- **Yönerge A**: Tatarlı Höyük metnindeki bölümü "Höyük’teki kazılarda kısıtlı" kısmından "ile temsil edilmektedir." kısmına kadar "portakal renkli" yerine "turuncu renkli" yazarak güncelleyin ve yeniden verin.
- **Yönerge B**: Tatarlı Höyük metninde "Höyük’teki kazılarda" diye başlayan paragrafı, ana bilgilerini koruyarak madde listesine dönüştürün.

- **Seçki**:
Höyüğün güney ve batısında, ayrıca batısındaki Kuyluk Tepe’de yüzeyde görülen taş endüstrisi verilerine göre, seramiksiz Neolitik ve Neolitik Çağ’da oldukça büyük bir yerleşimle karşı karşıya kalınmaktadır. Daha kazılmadan bile yüzeyde çakmaktaşı ve obsidyen çekirdekler, uçlar, kazıyıcılar, iki yönlü dilgiler, baskı dilgi ve dilgicikler, orak bıçaklar, taş baltalar ile keskiler, taş phallus figürin, taş kap parçaları ele geçmektedir. Neolitik dönemin başlarına ait olan Impresso, Koyu yüzlü açkılı kaplar (Dark Faced Burnished Ware) öncülleri ve DFBW parçaları ile kırmızı astarlı çanak-çömlek parçaları tespit edilmiştir. Bu verilerle birlikte bir süre sonra başlayacak olan Neolitik dönem kazıları Çukurova’nın Neolitikleşmesinin anlaşılması için çok önemlidir. Ras Shamra ve MÖ 7000’e tarihlenen bir damga mühür de Tatarlı Höyük’te ele geçmiştir. Bunun dışında MÖ 5700-5300’lere, Final Neolitik’e (Halaf) ait bulunan diğer bir damga mührün de yakın benzerlerine Tell Atchana, Kazane Höyük, Yumuktepe ve Tepecik-Çiftlik’te rastlanmaktadır. Henüz kazılmamış olmasına rağmen Kalkolitik Çağ ile ilgili karşımıza MÖ 4500 dolaylarına, Geç Ubeyd dönemi damga mühürleri çıkmaktadır.
Höyük’teki kazılarda kısıtlı bir alan olan basamaklı açmalarda Eski Tunç Çağı ile ilgili ilk verilere ulaşılmaktadır. Islahiye Ovası yerleşimlerinden tanıdığımız, Tilmen Höyük ve Gedikli’den de bilinen portakal renkli seramikler, yüksek kaideli meyvelikler ve kaba mutfak kapları ile temsil edilmektedir.

- **Verilen bilgiler**:

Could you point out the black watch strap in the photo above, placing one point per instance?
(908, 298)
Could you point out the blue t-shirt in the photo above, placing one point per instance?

- **Görev sonucu A**:
Höyük’teki kazılarda kısıtlı bir alan olan basamaklı açmalarda Eski Tunç Çağı ile ilgili ilk verilere ulaşılmaktadır. Islahiye Ovası yerleşimlerinden tanıdığımız, Tilmen Höyük ve Gedikli’den de bilinen turuncu renkli seramikler, yüksek kaideli meyvelikler ve kaba mutfak kapları ile temsil edilmektedir.

- **Görev sonucu B**:
- Höyük'teki kazılarda, kısıtlı bir alan olan basamaklı açmalarda Eski Tunç Çağı'na ait ilk verilere ulaşılıyor.
- Bu dönem portakal renkli seramikler, yüksek kaideli meyvelikler ve kaba mutfak kaplarıyla temsil ediliyor.
- Portakal renkli seramikler Islahiye Ovası yerleşimlerinden, ayrıca Tilmen Höyük ve Gedikli'den de biliniyor.